== BRIEF ==
Extract every line of the items below that contains the word "gray", treating uppercase and lowercase as distinct.

== LISTING ==
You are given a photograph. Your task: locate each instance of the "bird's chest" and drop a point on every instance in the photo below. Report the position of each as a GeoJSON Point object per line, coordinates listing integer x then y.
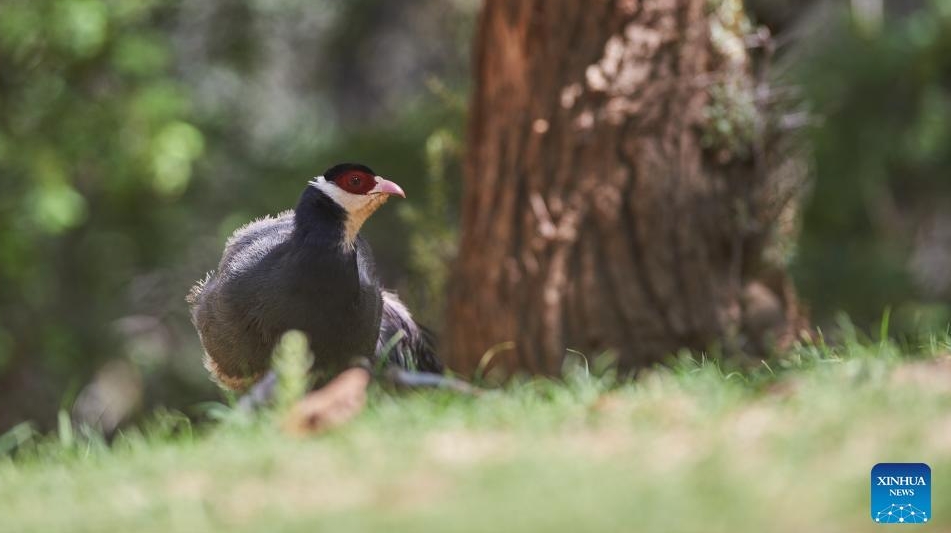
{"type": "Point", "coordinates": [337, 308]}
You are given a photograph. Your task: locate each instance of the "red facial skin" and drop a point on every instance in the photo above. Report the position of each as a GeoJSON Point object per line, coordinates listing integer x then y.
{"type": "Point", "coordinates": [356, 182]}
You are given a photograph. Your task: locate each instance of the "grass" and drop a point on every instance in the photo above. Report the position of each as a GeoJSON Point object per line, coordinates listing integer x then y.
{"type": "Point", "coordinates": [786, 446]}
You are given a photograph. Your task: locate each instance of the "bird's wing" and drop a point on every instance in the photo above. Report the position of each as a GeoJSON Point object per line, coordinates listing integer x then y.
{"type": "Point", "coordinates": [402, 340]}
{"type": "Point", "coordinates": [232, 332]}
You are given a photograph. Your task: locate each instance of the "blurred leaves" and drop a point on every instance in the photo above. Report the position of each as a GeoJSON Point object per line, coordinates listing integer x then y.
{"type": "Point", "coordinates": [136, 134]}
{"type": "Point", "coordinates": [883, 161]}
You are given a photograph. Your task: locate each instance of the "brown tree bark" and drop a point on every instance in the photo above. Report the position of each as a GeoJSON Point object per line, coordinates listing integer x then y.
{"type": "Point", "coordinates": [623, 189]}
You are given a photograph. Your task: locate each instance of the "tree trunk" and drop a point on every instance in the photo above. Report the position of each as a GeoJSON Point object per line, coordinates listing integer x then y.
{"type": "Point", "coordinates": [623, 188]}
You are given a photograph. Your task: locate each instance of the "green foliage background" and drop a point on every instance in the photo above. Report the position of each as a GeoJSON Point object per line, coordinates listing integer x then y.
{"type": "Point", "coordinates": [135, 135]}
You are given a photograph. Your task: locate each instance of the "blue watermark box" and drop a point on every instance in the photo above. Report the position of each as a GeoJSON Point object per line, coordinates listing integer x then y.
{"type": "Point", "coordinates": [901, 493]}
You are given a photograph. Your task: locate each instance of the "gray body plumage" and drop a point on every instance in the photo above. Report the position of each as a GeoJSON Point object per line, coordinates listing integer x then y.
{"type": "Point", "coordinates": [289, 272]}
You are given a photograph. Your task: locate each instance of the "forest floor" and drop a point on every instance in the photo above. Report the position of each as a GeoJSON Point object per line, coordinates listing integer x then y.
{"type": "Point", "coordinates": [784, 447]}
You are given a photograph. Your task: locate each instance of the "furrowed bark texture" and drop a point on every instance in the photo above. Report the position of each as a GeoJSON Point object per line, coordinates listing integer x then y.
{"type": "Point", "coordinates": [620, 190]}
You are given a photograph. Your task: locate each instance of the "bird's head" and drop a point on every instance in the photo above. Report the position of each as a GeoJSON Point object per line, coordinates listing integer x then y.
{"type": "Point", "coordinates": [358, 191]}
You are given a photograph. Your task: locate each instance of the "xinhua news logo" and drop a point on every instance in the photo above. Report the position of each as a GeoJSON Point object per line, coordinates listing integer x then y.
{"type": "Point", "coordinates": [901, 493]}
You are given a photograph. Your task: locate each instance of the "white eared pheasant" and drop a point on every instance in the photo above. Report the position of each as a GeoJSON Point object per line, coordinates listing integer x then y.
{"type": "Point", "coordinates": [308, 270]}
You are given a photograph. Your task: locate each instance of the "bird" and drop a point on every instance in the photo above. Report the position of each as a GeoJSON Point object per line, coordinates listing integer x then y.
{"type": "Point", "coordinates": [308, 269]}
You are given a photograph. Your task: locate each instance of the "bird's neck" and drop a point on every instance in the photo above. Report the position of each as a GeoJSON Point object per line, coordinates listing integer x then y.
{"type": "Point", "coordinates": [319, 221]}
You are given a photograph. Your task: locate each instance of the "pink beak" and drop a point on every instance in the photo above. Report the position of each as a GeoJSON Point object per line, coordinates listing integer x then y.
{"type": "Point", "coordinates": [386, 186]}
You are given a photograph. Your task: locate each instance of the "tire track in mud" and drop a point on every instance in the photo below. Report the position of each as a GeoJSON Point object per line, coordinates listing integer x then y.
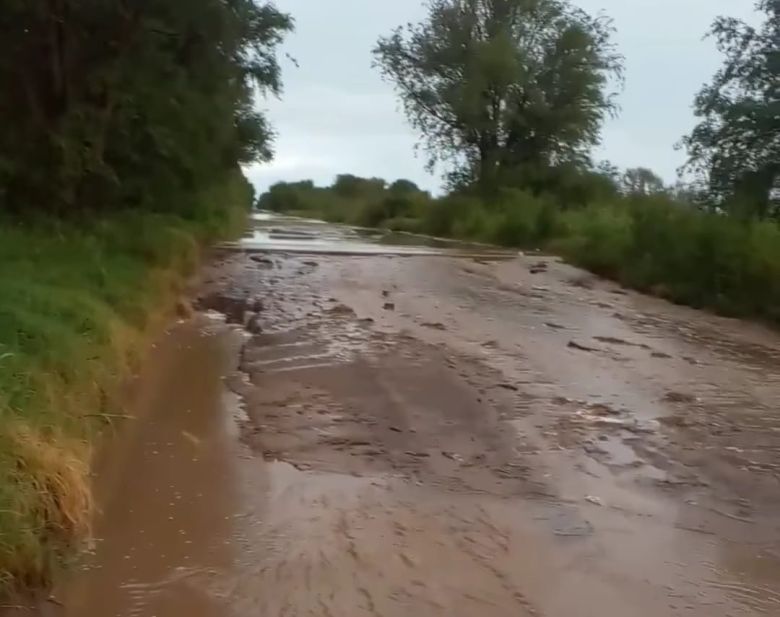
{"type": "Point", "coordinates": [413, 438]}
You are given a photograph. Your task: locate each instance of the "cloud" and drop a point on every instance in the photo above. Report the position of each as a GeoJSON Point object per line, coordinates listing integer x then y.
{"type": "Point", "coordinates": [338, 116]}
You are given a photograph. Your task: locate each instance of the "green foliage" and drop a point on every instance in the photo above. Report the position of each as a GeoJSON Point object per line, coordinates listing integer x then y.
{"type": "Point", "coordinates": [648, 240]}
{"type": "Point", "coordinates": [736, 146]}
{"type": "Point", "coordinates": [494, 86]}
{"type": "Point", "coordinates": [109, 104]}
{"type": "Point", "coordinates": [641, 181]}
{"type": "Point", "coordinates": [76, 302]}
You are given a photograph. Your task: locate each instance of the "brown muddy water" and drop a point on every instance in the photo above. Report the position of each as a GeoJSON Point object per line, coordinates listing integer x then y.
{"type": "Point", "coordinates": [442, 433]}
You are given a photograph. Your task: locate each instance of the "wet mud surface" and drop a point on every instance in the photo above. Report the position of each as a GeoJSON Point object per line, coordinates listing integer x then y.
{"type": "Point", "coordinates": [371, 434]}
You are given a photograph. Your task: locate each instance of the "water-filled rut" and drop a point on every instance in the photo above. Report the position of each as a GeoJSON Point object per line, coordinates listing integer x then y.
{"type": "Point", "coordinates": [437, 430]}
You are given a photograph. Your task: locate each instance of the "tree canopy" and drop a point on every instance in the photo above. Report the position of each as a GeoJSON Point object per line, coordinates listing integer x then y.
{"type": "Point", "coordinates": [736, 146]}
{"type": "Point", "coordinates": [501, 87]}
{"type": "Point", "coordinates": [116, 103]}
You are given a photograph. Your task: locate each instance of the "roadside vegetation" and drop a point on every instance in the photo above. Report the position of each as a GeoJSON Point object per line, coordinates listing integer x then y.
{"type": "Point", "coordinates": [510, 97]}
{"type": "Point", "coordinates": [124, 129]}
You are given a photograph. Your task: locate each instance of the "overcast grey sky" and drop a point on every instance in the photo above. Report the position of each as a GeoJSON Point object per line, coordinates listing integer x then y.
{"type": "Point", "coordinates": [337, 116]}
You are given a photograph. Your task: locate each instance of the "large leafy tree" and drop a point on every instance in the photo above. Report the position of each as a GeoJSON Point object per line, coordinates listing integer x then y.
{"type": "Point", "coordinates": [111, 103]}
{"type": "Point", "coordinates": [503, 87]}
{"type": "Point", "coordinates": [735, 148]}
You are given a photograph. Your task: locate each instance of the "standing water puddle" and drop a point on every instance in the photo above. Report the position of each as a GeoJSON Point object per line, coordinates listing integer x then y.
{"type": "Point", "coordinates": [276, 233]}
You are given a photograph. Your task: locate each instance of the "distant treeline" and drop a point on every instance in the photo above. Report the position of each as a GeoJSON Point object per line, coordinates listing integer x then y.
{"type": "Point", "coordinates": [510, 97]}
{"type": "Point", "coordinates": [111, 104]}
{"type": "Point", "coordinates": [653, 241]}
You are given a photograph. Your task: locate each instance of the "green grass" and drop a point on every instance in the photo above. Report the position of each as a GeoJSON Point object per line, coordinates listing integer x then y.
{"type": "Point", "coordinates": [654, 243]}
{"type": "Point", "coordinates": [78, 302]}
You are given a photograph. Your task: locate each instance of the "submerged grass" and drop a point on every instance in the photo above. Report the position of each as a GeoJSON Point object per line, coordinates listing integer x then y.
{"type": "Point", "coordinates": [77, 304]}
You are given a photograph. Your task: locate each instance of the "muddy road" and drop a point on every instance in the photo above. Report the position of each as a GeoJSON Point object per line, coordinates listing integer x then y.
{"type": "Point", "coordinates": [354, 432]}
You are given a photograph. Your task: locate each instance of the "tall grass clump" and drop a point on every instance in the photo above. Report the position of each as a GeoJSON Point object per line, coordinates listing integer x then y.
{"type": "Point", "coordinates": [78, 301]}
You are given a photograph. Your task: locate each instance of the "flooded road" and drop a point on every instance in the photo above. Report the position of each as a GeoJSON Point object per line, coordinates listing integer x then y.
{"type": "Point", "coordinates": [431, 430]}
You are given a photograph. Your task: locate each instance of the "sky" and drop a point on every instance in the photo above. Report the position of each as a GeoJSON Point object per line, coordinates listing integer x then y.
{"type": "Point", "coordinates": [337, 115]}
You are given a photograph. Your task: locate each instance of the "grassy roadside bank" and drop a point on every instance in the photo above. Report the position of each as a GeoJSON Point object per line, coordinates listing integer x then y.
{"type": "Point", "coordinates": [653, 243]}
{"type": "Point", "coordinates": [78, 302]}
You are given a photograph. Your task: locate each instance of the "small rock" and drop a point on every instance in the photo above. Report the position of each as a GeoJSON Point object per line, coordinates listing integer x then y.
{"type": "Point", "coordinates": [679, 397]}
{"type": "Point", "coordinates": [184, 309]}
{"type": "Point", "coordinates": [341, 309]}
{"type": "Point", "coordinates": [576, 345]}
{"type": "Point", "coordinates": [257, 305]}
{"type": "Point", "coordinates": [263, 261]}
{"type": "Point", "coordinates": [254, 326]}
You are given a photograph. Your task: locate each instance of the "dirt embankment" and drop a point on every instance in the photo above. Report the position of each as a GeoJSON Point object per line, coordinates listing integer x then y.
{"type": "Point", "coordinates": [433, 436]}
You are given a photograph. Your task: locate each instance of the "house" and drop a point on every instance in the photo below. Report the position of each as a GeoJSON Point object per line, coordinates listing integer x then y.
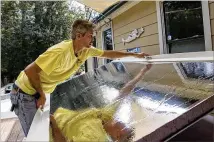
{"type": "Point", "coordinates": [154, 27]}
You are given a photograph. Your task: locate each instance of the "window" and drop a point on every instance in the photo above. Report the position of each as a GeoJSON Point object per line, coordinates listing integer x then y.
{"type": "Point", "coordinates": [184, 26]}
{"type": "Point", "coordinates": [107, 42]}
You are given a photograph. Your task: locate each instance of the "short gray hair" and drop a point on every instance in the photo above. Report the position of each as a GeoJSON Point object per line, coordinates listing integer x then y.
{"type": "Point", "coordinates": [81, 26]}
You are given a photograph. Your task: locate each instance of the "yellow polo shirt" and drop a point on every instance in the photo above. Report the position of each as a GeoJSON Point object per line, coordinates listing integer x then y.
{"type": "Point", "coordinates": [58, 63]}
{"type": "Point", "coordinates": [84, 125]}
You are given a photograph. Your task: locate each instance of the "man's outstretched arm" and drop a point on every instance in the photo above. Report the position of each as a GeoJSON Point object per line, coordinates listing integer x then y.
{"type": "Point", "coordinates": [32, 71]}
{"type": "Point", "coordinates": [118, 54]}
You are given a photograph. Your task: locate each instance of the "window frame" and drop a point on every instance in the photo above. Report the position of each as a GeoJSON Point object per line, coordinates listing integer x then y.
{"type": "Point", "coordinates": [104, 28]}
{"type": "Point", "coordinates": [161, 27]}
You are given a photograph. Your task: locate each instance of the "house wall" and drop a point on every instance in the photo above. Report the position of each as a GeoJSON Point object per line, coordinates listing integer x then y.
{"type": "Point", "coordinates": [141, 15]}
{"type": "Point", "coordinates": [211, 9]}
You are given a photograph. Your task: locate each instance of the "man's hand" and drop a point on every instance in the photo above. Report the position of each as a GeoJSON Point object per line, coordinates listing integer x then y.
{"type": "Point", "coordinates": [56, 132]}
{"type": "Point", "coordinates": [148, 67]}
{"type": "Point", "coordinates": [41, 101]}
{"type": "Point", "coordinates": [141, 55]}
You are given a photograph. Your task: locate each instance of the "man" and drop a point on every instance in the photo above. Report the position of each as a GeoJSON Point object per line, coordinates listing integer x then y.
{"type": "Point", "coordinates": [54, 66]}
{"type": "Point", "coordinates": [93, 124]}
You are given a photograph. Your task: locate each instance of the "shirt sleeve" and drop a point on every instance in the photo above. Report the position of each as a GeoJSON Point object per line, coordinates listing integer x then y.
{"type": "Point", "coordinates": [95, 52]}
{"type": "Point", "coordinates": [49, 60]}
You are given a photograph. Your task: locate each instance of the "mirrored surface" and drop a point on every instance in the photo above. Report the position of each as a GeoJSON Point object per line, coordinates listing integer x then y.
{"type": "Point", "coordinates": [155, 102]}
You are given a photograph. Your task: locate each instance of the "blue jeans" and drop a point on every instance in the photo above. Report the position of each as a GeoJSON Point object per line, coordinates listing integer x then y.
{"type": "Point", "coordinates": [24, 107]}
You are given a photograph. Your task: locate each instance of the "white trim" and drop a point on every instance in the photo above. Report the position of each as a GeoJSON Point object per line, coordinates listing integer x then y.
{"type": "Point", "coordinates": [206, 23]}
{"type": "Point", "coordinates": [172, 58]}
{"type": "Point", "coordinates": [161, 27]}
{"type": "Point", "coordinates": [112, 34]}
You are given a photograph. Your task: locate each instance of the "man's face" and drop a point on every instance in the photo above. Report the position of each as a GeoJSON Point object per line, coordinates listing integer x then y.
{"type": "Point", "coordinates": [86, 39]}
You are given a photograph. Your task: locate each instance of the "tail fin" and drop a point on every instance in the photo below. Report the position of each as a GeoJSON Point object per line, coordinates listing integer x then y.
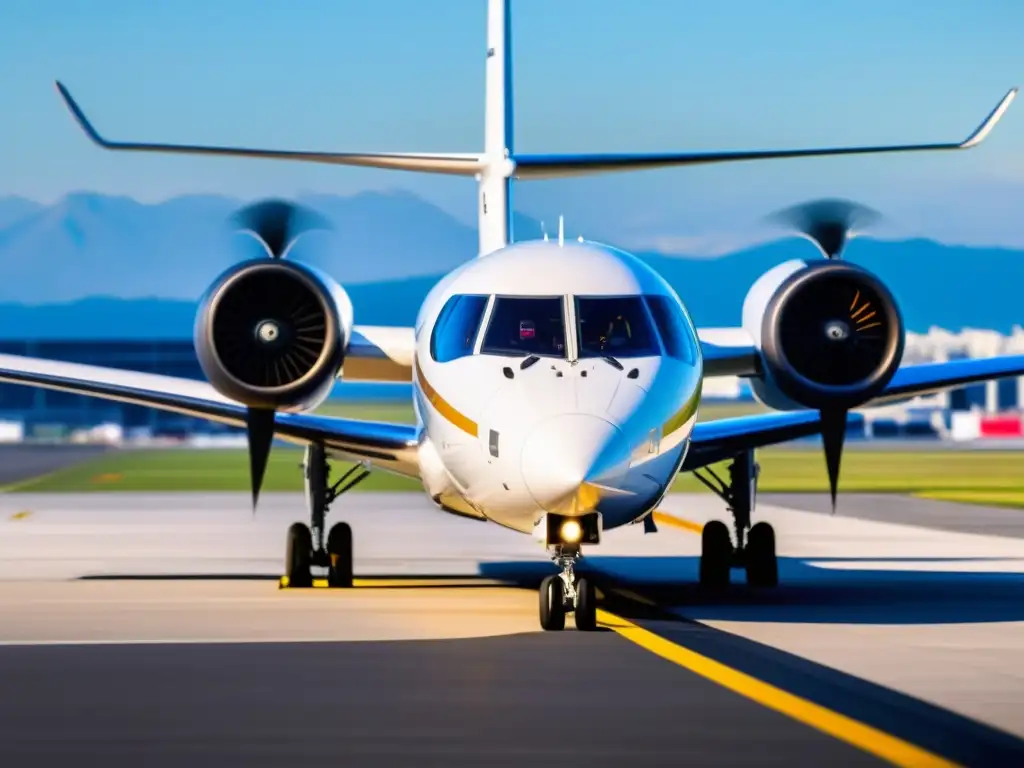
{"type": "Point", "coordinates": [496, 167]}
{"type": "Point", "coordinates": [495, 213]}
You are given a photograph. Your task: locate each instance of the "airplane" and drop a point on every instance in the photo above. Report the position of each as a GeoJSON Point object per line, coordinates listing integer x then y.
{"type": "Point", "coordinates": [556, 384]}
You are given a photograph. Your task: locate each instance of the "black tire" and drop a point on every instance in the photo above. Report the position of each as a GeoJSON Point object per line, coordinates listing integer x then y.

== EXERCISE OUTPUT ==
You are given a photograph. Your task: locate each instance of the "gray body plumage" and drop a point on every instance in the photo above. Report the position of each as a GeoJSON Point object per line, coordinates listing integer x then y.
You are given a photograph. Your task: locate each instance of the "short gray hair" and drop a point on every instance in the photo above. Report the position of each as a GeoJSON Point object per line, coordinates listing integer x then y.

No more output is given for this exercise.